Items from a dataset
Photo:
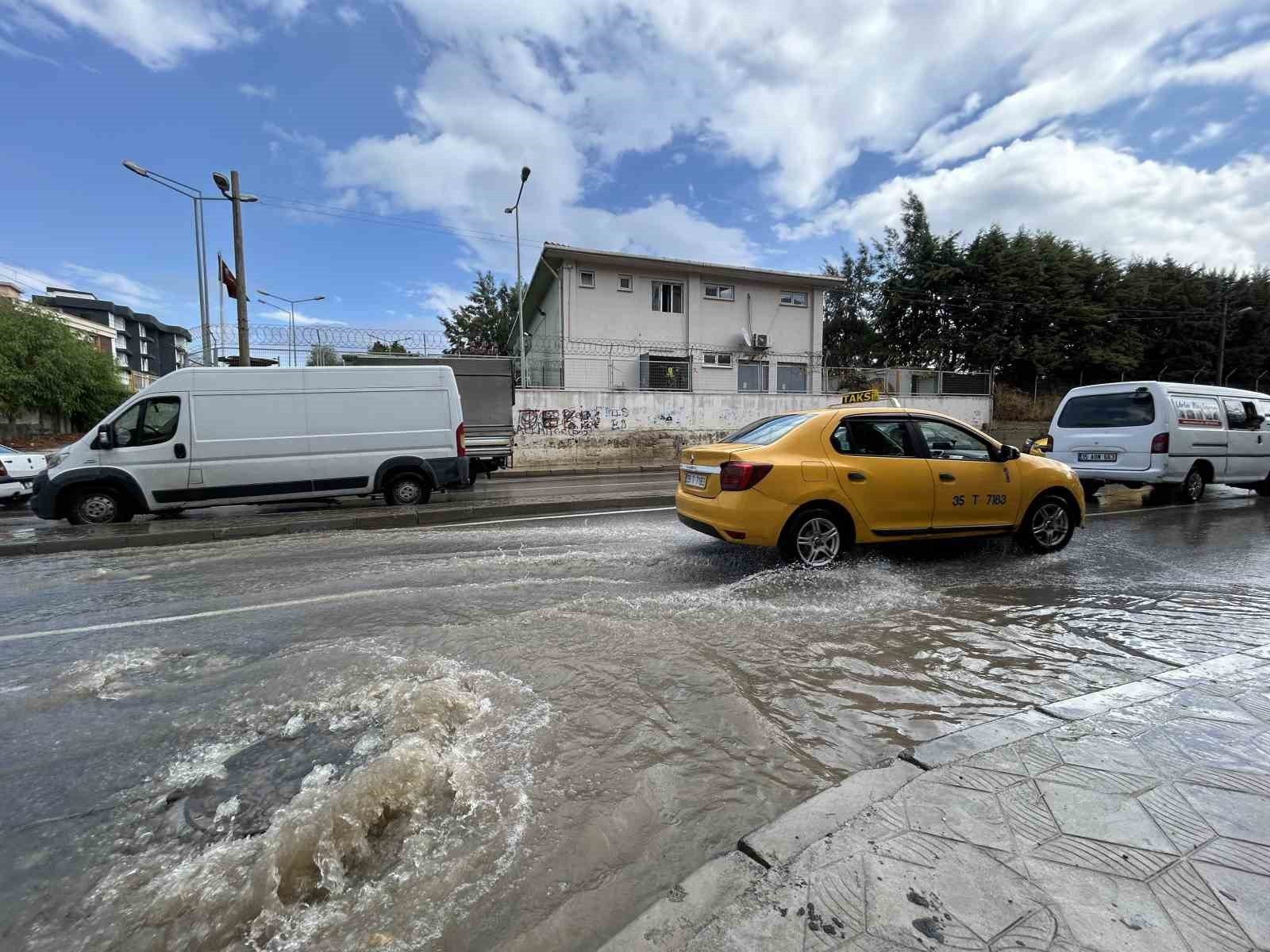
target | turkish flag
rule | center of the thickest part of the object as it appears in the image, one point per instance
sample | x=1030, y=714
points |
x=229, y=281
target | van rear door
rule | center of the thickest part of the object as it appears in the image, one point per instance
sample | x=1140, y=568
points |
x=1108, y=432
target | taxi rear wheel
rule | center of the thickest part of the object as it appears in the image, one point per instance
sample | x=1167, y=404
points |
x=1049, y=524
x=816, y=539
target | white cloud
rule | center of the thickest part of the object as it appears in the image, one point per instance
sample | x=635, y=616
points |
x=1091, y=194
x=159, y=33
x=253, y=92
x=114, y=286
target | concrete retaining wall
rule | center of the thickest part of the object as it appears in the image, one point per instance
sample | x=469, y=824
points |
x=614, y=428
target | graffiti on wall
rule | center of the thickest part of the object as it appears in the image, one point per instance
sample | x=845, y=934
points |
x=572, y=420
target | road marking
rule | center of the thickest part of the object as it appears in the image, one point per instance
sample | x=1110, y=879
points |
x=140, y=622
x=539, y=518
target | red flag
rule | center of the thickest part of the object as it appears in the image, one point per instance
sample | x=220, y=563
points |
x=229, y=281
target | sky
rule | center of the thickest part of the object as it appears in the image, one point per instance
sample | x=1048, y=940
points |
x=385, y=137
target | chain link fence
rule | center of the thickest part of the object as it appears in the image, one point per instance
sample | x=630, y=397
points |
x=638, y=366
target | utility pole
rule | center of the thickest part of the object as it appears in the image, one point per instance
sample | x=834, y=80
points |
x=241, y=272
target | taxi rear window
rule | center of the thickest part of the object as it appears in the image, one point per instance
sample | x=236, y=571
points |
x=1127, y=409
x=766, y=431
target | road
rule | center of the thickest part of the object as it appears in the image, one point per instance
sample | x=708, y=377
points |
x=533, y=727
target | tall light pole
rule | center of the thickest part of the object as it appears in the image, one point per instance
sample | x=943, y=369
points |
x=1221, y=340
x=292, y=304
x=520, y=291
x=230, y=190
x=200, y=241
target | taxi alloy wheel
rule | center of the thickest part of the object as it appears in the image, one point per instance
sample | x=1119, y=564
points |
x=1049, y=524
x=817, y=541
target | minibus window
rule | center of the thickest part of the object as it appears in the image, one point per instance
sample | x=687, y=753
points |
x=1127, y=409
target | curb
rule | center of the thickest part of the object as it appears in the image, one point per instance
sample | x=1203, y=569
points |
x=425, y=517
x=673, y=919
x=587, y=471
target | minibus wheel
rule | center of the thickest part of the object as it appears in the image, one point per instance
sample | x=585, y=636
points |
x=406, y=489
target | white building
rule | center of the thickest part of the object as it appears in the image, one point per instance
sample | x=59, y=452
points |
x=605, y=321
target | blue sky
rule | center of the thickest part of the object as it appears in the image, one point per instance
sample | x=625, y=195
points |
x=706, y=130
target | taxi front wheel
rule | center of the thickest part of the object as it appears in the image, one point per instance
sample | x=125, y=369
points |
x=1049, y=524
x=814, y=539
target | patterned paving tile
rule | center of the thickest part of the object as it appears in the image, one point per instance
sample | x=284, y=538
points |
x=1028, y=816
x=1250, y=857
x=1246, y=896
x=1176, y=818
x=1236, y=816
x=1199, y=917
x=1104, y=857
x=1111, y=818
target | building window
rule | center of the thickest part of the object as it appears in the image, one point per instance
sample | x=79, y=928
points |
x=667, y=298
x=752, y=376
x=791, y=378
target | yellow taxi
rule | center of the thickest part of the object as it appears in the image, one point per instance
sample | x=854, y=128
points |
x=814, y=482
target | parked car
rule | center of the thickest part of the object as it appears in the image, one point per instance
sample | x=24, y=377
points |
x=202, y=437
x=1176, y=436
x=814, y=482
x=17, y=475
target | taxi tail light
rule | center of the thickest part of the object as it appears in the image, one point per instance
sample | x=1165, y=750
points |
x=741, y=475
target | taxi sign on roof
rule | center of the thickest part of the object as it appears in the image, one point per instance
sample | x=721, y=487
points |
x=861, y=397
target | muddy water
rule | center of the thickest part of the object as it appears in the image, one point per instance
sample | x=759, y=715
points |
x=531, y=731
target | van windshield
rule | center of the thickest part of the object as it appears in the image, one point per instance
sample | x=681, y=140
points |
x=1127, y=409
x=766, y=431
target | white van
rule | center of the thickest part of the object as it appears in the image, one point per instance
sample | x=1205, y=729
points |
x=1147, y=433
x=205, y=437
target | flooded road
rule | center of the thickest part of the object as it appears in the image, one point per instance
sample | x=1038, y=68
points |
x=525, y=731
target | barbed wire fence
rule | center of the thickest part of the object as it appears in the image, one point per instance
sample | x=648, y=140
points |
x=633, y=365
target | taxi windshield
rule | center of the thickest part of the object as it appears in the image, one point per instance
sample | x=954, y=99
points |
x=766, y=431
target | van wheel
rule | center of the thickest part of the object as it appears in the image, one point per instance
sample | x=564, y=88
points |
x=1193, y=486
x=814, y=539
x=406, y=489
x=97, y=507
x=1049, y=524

- **INSTRUCTIONS FOR THE TASK**
Copy the stretch of the material above from the line containing "target | muddy water" through the line containing "x=531, y=731", changing "muddy" to "murky" and keeping everything else the same.

- **SOLUTION TO THIS TASK**
target | murky water
rule | center of the thickest part of the object as it appears in the image, one point per instance
sample | x=759, y=715
points |
x=531, y=731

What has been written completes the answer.